Study text:
= = = = =
Animal Science, Department of

 

Document Type

Article

Date of this Version

1-10-2023

Citation

Bortoluzzi, E.M.; Goering, M.J.; Ochoa, S.J.; Holliday, A.J.; Mumm, J.M.; Nelson, C.E.;Wu, H.; Mote, B.E.; Psota, E.T.; Schmidt, T.B.; et al. Evaluation of Precision Livestock Technology and Human Scoring of Nursery Pigs in a Controlled Immune Challenge Experiment. Animals 2023, 13, 246. https://doi.org/10.3390/ ani13020246

Comments

Open access.

Abstract

The objectives were to determine the sensitivity, specificity, and cutoff values of a visual-based precision livestock technology (NUtrack), and determine the sensitivity and specificity of sickness score data collected with the live observation by trained human observers. At weaning, pigs (n = 192; gilts and barrows) were randomly assigned to one of twelve pens (16/pen) and treatments were randomly assigned to pens. Sham-pen pigs all received subcutaneous saline (3 mL). For LPS-pen pigs, all pigs received subcutaneous lipopolysaccharide (LPS; 300 μg/kg BW; E. coli O111:B4; in 3 mL of saline). For the last treatment, eight pigs were randomly assigned to receive LPS, and the other eight were sham (same methods as above; half-and-half pens). Human data from the day of the challenge presented high true positive and low false positive rates (88.5% sensitivity; 85.4% specificity; 0.871 Area Under Curve, AUC), however, these values declined when half-and-half pigs were scored (75% sensitivity; 65.5% specificity; 0.703 AUC). Precision technology measures had excellent AUC, sensitivity, and specificity for the first 72 h after treatment and AUC values were >0.970, regardless of pen treatment. These results indicate that precision technology has a greater potential for identifying pigs during a natural infectious disease event than trained professionals using timepoint sampling.
= = = = =
Segmentation mask data

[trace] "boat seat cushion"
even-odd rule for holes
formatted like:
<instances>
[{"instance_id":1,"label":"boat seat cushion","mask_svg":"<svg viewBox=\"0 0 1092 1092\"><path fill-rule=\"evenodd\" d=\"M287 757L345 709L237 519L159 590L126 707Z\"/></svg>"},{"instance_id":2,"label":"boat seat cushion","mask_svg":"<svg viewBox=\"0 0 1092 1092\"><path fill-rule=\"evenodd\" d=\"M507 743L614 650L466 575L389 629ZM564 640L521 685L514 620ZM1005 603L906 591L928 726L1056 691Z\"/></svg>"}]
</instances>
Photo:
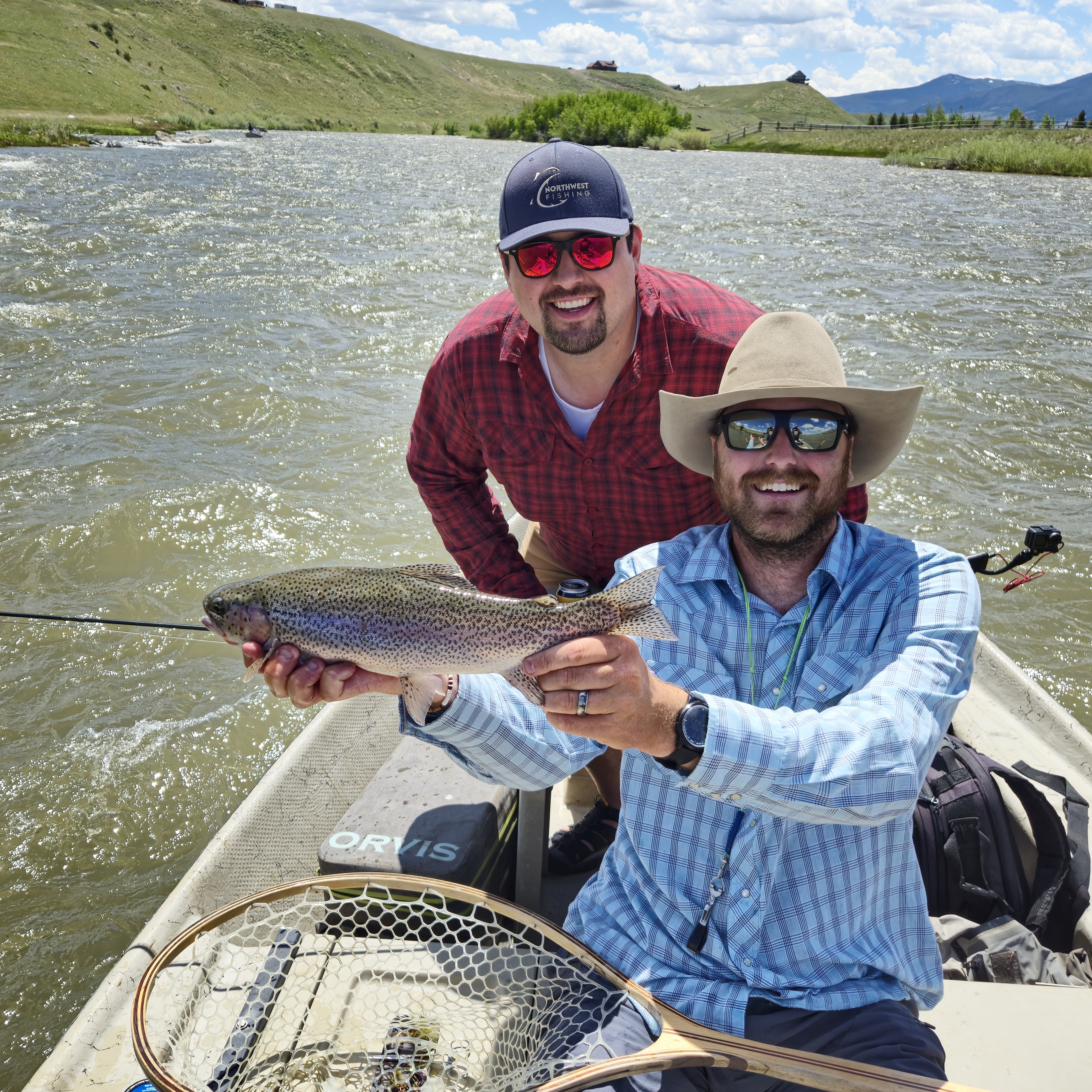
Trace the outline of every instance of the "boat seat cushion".
<instances>
[{"instance_id":1,"label":"boat seat cushion","mask_svg":"<svg viewBox=\"0 0 1092 1092\"><path fill-rule=\"evenodd\" d=\"M429 876L507 894L515 795L403 739L319 847L319 871Z\"/></svg>"}]
</instances>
= = = = =
Work request:
Reproduce the nursery pig study word for word, from "Date of this" up to and including "Open access.". The listing comes from a separate source unrelated to the nursery pig study.

Written solution:
Date of this Version

1-10-2023

Citation

Bortoluzzi, E.M.; Goering, M.J.; Ochoa, S.J.; Holliday, A.J.; Mumm, J.M.; Nelson, C.E.;Wu, H.; Mote, B.E.; Psota, E.T.; Schmidt, T.B.; et al. Evaluation of Precision Livestock Technology and Human Scoring of Nursery Pigs in a Controlled Immune Challenge Experiment. Animals 2023, 13, 246. https://doi.org/10.3390/ ani13020246

Comments

Open access.